* _What you need to do_: Copy word for word the lines from the one holding "Could you identify the building" through the end of the entries, both ends included.

Excerpts from point annotation data
>>>>>

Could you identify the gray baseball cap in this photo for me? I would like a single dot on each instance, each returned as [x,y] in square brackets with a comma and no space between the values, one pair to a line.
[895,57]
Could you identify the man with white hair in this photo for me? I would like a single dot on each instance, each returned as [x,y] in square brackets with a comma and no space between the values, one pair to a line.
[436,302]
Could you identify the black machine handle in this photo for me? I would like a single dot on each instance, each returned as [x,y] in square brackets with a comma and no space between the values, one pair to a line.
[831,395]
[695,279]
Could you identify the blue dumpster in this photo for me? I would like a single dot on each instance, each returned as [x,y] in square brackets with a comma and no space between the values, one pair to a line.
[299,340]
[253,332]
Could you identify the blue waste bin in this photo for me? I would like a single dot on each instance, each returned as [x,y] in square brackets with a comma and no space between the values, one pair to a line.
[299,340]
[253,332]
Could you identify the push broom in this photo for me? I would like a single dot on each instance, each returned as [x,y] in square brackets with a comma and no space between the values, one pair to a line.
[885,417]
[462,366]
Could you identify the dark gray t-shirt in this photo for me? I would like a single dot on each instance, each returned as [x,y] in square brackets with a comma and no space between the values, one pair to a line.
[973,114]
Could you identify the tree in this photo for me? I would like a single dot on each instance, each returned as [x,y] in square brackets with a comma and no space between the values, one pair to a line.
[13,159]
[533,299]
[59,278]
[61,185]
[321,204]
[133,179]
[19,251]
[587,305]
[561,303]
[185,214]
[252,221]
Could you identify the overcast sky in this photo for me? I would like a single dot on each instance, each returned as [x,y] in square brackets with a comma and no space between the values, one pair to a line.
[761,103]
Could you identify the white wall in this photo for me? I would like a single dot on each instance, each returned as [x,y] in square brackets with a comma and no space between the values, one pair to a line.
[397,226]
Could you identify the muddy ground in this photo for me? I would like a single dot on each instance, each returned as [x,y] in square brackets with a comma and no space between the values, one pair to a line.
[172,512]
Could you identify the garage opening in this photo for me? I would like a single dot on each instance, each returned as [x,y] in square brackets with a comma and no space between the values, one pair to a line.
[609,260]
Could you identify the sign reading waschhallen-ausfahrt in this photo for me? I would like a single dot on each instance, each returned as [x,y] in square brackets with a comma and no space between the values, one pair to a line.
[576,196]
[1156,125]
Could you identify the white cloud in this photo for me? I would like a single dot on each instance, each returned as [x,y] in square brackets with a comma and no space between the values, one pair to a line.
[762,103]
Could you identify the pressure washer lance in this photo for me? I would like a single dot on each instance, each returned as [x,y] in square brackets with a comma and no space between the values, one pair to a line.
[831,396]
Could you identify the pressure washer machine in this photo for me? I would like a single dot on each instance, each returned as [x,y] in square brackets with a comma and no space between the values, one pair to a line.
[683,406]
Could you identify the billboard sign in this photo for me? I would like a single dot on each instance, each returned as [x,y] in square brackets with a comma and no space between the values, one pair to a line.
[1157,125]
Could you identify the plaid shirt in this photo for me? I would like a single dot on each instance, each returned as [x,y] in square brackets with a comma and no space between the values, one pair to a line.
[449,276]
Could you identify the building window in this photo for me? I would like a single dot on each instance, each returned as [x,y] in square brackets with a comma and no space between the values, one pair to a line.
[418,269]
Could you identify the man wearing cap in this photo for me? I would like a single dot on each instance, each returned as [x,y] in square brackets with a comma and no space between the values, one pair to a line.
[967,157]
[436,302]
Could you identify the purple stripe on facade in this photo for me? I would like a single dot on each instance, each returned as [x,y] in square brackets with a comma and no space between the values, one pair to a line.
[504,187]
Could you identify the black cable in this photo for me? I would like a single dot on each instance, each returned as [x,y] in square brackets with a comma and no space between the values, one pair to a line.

<<<<<

* _Expected answer_:
Could you identify the building window in this photo for me? I would like a single dot on each instance, each returned as [x,y] in square brackets with a comma and no space between the values, one pair to a line.
[418,269]
Could you identify the man wearing cap in this photo for me? I would like a single dot on each instance, each returned as [x,y] in square brackets with a comma and no space between the values, one pair to a line.
[967,157]
[436,302]
Could you identify the purple stripe on facade in this photo for me? I would like a single dot on each instance, each returned as [x,y] in square brackets with a comma and no space between the values, one pair to a line.
[504,187]
Could you identify the black cable in this photo for me? I would like a single dot on each instance, each returned as [x,y] in square brackets with a comma and no space between the values, one pair to a line.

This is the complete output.